[Records from a data collection]
◆ ◆ ◆ ◆

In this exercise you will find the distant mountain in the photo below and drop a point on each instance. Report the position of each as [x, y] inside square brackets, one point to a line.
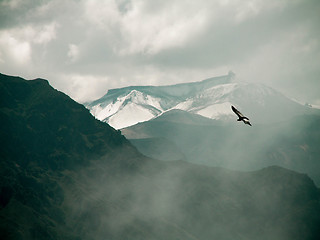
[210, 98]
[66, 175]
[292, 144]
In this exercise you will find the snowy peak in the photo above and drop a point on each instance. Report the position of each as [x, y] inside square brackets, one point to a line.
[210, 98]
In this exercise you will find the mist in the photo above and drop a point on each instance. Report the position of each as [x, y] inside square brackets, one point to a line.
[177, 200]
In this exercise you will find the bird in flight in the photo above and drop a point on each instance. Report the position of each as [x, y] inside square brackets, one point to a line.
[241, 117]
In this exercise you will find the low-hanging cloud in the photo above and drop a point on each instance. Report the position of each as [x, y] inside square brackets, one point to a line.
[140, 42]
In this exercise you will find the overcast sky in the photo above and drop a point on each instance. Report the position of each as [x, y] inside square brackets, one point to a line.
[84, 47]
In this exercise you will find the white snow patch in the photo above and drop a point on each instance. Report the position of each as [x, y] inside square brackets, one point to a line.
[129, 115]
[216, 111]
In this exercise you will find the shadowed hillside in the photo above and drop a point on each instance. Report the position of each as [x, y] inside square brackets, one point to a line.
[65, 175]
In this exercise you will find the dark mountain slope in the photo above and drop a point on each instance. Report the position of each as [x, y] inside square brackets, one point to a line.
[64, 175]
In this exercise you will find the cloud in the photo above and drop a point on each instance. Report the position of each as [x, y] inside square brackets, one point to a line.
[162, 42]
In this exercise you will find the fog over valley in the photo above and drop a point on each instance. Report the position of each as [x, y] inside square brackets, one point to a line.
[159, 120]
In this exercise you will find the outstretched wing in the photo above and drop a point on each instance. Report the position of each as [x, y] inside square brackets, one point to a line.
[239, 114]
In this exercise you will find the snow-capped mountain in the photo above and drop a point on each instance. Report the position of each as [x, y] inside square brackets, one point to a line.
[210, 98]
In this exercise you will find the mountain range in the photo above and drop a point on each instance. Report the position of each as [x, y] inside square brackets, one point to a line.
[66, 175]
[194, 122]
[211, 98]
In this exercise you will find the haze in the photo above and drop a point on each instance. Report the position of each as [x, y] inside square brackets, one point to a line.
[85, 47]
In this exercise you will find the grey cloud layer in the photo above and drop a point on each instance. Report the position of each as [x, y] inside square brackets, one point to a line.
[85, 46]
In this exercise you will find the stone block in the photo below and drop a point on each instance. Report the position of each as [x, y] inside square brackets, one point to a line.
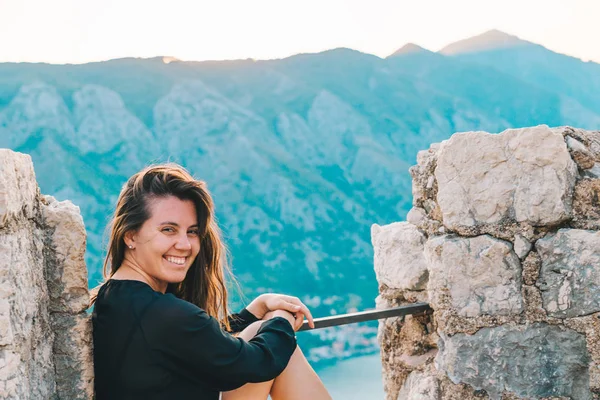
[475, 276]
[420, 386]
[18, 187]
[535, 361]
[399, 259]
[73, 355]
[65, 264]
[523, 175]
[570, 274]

◆ ◆ ◆ ◆

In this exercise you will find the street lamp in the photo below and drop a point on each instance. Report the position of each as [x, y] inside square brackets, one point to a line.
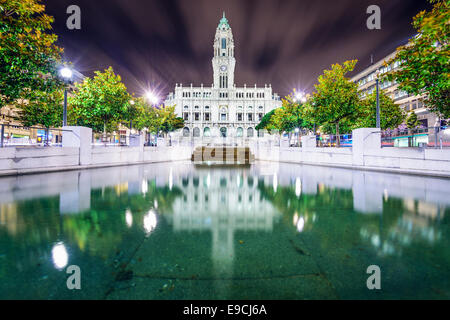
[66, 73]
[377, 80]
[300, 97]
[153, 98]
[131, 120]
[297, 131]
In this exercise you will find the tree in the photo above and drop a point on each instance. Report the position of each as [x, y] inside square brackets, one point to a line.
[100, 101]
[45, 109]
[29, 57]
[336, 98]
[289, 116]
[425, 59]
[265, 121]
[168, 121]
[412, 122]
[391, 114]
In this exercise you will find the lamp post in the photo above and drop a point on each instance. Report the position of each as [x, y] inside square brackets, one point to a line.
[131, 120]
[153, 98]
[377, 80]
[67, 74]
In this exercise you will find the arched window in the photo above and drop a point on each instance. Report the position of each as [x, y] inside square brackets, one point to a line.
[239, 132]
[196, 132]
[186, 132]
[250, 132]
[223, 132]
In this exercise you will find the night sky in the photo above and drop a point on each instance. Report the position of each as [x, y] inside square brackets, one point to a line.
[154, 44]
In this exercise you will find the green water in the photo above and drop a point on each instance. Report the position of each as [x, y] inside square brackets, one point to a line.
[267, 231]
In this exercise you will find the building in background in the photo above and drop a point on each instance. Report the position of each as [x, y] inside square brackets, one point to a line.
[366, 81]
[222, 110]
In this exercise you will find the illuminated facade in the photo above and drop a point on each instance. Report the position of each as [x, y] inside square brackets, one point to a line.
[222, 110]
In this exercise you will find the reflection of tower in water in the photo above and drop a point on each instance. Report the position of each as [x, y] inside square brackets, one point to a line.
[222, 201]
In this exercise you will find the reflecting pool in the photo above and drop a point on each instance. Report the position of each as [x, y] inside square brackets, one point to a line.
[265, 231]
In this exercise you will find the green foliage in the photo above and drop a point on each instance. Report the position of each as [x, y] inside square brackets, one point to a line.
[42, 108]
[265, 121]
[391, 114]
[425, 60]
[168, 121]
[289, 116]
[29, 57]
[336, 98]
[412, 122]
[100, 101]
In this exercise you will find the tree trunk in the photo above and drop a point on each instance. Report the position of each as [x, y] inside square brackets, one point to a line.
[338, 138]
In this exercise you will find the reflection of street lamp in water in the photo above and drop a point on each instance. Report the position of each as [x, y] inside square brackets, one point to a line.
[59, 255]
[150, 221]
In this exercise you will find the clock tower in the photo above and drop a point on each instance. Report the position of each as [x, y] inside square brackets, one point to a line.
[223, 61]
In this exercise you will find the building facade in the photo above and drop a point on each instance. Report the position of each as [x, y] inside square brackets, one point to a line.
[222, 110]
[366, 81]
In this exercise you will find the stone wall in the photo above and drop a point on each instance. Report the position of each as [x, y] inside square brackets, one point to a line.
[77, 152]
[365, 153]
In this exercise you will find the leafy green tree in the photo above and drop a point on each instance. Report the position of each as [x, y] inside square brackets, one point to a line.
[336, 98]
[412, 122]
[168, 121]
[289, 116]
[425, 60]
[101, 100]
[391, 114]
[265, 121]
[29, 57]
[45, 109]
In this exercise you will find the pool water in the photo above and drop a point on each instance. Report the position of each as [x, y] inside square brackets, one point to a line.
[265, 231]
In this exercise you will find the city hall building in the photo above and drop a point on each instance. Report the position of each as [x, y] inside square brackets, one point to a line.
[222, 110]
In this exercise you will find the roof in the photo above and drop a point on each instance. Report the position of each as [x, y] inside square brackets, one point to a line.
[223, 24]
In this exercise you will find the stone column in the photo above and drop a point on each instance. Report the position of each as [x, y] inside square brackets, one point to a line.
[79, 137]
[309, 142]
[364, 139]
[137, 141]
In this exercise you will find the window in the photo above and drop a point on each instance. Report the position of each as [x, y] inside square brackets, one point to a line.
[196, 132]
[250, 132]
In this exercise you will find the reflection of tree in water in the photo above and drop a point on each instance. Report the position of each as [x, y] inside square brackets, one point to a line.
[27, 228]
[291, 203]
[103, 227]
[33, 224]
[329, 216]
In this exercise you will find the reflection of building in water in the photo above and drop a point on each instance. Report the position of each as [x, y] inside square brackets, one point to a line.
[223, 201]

◆ ◆ ◆ ◆

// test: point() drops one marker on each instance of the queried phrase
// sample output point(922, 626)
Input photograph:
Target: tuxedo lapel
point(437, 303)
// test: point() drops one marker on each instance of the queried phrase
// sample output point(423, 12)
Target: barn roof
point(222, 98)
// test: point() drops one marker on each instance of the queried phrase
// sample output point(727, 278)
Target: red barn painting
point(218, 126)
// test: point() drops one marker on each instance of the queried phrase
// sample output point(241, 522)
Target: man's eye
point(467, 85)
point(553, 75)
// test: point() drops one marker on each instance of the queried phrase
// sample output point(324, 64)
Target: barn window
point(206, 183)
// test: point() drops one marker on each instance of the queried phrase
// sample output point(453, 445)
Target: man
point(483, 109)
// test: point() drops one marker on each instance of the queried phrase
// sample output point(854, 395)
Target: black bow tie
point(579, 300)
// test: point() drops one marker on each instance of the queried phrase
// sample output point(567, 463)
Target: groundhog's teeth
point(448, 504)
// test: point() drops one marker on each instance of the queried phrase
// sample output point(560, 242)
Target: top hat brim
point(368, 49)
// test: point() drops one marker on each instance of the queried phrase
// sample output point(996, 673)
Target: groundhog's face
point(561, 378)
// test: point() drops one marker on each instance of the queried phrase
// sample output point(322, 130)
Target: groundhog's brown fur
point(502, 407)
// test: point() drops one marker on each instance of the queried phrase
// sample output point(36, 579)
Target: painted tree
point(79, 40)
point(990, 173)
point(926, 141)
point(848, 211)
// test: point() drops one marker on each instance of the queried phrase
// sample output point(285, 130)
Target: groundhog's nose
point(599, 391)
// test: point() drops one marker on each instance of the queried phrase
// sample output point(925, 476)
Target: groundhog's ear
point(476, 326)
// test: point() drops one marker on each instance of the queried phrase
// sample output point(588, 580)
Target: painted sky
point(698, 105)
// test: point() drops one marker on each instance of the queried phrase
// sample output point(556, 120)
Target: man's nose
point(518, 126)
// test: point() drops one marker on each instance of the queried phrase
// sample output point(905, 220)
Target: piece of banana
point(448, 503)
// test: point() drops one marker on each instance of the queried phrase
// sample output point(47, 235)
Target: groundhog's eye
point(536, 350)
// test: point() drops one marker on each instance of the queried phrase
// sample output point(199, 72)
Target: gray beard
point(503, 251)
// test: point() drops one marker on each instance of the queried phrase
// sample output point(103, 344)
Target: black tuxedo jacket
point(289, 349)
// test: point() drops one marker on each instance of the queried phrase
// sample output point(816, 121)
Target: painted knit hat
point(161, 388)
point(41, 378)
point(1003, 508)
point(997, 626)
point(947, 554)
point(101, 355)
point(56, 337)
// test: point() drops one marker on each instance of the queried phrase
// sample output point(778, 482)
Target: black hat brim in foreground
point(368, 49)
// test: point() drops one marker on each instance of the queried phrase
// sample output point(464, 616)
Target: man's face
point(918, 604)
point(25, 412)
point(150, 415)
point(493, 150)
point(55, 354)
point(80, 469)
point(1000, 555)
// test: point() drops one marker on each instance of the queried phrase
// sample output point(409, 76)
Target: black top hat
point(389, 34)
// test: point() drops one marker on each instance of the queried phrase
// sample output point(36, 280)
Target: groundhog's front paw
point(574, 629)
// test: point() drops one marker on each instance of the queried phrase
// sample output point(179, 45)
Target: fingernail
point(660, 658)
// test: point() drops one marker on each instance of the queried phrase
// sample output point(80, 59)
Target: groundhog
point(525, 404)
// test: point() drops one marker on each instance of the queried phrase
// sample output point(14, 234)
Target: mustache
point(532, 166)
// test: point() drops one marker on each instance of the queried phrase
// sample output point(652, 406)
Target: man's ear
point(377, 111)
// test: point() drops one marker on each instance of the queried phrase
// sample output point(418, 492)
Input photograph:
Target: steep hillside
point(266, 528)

◆ ◆ ◆ ◆

◆ Work order ◆
Please write out, exactly as they appear above, only the lines in the stretch from the line with "Target: black bow tie" through the line with "output point(322, 130)".

◆ Exercise solution ◆
Target: black bow tie
point(579, 300)
// test: point() drops one marker on each instance of the queried phrase
// sample output point(567, 463)
Target: groundhog's teeth
point(448, 504)
// test: point() drops one marker on each instance of the queried phrase
// sample output point(560, 242)
Target: top hat brim
point(368, 49)
// test: point() drops one marker on each instance of the queried phrase
// sample output point(996, 673)
Target: groundhog's face
point(561, 378)
// test: point() drops one marker on each instance of the queried phrase
// sample output point(322, 130)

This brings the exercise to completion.